TORONTO — Russell Peters says his new TV series asks a simple question: “What would the average Joe do in this situation?”
Loved by audiences around the world as a successful stand-up comedy headliner, “The Indian Detective” — which premieres Thursday on CTV — casts Peters as a less-than-stellar Toronto police officer who finds himself in the middle of a murder investigation when he visits his father in Mumbai.
Think Eddie Murphy’s breakthrough 1984 comedy “Beverly Hills Cop,” he suggests, “without a budget or Eddie Murphy.”
There’s actually plenty of budget and plenty of adventure in “The Indian Detective.” The four-episode series was shot over two months, mainly in South Africa, but also in Mumbai and Toronto.
The concept was almost six years in development.
“We had so many people coming in and out of the project,” says Peters, “that I literally had to ask: ‘Is that person still involved?”’
Things changed, however, when Frank Spotnitz arrived. The former “X-Files” and “Man in the High Castle” showrunner took charge four years ago. Spotnitz stayed at Russell’s Toronto home until they had an outline both could embrace.
“The guy’s got one of those crazy, creative minds,” says Peters.
Still, the highly regarded executive producer confessed he simply didn’t know how to write jokes for Peters.
“Just leave that to me and you be Frank Spotnitz,” said the comedian.
Born in Toronto, raised in nearby Brampton and of Indian descent, Peters has made an impressive living sending up his own multicultural upbringing. Selling out arenas around the world, he regularly stands near the top of the annual Forbes list of highest-grossing comedians.
Despite his established comedy cred, Peters says he pushed for his series to be “less jokey.”
“I wanted my character to be a smart-ass and a bit of a screw-up,” he says, but felt it was also important that the character be “root-able. Viewers should feel he’s not as inept as he seems.”
The result, as Spotnitz describes it, is “a drama with a lot of comedy. I think if you’re a Russell Peters fan, you will recognize the sensibility of the show; it really was tailored for him.”

DATA SHOWN ::
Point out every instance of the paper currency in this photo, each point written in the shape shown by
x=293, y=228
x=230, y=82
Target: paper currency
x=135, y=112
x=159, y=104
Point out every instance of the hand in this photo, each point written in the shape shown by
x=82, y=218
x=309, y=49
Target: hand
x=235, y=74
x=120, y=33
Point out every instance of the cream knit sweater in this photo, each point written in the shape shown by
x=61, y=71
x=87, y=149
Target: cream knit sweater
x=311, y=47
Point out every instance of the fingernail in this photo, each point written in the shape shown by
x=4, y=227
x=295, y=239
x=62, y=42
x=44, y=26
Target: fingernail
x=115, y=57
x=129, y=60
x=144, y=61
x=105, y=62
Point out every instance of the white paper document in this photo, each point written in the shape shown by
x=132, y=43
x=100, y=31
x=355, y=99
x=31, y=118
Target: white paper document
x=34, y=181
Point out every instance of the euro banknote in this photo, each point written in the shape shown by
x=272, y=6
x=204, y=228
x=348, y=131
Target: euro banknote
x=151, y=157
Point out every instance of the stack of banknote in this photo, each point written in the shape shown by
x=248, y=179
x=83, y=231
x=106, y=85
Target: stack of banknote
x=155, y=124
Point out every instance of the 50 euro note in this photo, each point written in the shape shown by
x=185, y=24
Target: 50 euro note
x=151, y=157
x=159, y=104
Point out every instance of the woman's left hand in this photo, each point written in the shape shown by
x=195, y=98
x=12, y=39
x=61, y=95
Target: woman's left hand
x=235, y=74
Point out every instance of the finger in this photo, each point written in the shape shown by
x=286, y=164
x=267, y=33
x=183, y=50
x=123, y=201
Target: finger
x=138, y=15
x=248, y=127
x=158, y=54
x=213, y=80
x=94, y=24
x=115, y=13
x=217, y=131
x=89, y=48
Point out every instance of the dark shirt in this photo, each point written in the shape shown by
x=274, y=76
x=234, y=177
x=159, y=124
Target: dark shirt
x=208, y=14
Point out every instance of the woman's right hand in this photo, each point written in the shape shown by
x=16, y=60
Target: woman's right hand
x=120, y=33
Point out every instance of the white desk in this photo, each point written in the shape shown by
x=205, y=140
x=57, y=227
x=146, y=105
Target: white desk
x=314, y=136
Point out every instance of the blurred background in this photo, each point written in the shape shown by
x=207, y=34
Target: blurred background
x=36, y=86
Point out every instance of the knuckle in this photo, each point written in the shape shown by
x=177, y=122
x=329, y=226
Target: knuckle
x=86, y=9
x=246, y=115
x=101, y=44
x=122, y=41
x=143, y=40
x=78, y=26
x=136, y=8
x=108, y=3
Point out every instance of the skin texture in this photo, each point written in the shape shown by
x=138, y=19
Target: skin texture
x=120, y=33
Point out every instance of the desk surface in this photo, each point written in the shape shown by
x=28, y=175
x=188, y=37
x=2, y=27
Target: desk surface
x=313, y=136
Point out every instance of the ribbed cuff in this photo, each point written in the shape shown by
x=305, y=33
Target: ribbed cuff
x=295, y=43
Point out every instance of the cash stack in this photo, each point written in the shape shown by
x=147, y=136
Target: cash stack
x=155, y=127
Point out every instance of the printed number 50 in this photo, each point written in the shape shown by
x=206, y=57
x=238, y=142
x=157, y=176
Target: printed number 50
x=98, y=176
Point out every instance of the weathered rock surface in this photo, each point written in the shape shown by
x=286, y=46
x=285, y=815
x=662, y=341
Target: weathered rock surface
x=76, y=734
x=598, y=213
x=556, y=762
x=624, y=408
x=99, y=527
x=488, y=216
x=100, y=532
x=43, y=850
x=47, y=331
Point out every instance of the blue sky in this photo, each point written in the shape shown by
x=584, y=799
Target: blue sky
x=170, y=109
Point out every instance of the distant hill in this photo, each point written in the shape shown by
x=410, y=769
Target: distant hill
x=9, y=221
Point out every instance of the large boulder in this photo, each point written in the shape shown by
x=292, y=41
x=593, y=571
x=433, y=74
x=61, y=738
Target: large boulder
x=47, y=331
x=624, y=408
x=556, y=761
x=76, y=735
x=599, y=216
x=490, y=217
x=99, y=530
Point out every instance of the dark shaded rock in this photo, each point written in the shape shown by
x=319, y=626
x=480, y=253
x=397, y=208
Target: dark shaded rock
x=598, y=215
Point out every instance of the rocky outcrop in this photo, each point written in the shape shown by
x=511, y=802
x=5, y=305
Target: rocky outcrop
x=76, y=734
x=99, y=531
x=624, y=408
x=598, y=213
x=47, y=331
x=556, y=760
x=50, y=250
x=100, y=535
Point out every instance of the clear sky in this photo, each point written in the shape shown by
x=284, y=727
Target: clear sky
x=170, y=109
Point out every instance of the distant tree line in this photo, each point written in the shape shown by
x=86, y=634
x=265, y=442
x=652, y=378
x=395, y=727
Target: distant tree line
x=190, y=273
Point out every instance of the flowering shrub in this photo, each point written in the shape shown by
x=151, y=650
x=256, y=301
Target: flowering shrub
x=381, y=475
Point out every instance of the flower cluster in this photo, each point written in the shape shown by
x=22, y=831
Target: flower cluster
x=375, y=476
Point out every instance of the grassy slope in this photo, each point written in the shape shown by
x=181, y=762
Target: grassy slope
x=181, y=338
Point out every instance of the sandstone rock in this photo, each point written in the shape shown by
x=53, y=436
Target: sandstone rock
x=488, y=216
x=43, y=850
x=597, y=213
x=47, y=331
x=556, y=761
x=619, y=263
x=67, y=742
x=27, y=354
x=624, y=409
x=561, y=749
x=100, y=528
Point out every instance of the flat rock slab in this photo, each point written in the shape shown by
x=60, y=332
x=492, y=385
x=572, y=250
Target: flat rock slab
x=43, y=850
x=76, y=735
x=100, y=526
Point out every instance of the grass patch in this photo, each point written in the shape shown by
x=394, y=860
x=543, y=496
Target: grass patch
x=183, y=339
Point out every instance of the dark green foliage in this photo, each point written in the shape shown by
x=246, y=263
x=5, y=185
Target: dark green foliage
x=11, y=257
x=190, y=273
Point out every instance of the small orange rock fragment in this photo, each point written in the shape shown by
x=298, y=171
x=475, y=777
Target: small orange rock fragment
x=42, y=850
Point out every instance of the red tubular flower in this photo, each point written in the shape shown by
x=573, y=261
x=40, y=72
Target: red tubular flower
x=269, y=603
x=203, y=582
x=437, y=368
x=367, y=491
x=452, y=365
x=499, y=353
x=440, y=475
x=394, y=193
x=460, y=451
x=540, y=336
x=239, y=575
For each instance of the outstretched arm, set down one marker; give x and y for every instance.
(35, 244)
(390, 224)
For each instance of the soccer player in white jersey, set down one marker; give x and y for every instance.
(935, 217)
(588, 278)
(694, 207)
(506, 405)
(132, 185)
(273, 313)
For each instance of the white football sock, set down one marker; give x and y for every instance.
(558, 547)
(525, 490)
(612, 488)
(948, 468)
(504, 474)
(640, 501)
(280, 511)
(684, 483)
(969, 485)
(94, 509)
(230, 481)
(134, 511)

ASSIGNMENT 1 ::
Please rewrite the paragraph beginning "Things changed, however," from the article about Russell Peters's series as a short bulleted list that keeps its main facts.
ASSIGNMENT 2 ::
Write the next few sentences of the article about Russell Peters's series, starting after its final quote from Spotnitz.
The records are separate material and don't relate to the article about Russell Peters's series.

FINAL ANSWER 1 ::
- Things changed when Frank Spotnitz arrived.
- He had been showrunner of "X-Files" and "Man in the High Castle."
- He took charge four years ago.
- He stayed at Peters's Toronto home until they had an outline both could embrace.

FINAL ANSWER 2 ::
Told he’s a surprisingly good actor, Peters waves off the suggestion.
“All you’ve got to do is say these words,” says Peters, who insists his biggest acting challenge was the long days and early starts. “The hardest part of acting is waking up.”
Having appeared in several film and TV projects, including 2011’s sports-comedy “Breakaway”, Peters is now backed by a veteran cast, including Canadian icon William Shatner as a ruthless property developer.
“What a trip, dude,” says Peters of working with the Shat. “We start to do a scene and he says his line and I was so caught up with watching him I forgot mine.”
Peters finds it hard to fathom that Shatner is 86 years old. “He looks like a hard-drinking 62.”
Top Bollywood actor Anupam Kher (“Silver Linings Playbook”) steals scenes as Peters’s eccentric father. Christina Cole (“Suits”), Mishqah Parthiephal (“Snake Park”) and Hamza Haq (“Quantico”) round out the cast of international players.
On Monday, Peters threw his Toronto home open to cast, crew, family members, CTV officials and several reporters for a lively, Indian-themed launch party.
There were few signs a comedian lives there, aside perhaps from the four large figurines of the rock band Kiss in a place of honour on a dining room hutch. A life-size Gene Simmons cardboard likeness stands in the basement next to a “Family Guy” pinball machine. Both are steps away from a temperature-controlled, walk-in wine room featuring some official Kiss bubbly.
There are also a few trophies on the shelves in the living room, along with a coveted comedy album signed by Steve Martin, and a key to the city from the ex-mayor of Brampton, where Peters’s proud mother, Maureen, still lives.
There’s plenty of room left for a Canadian Screen Award or two — should “The Indian Detective” track down enough average Joe viewers.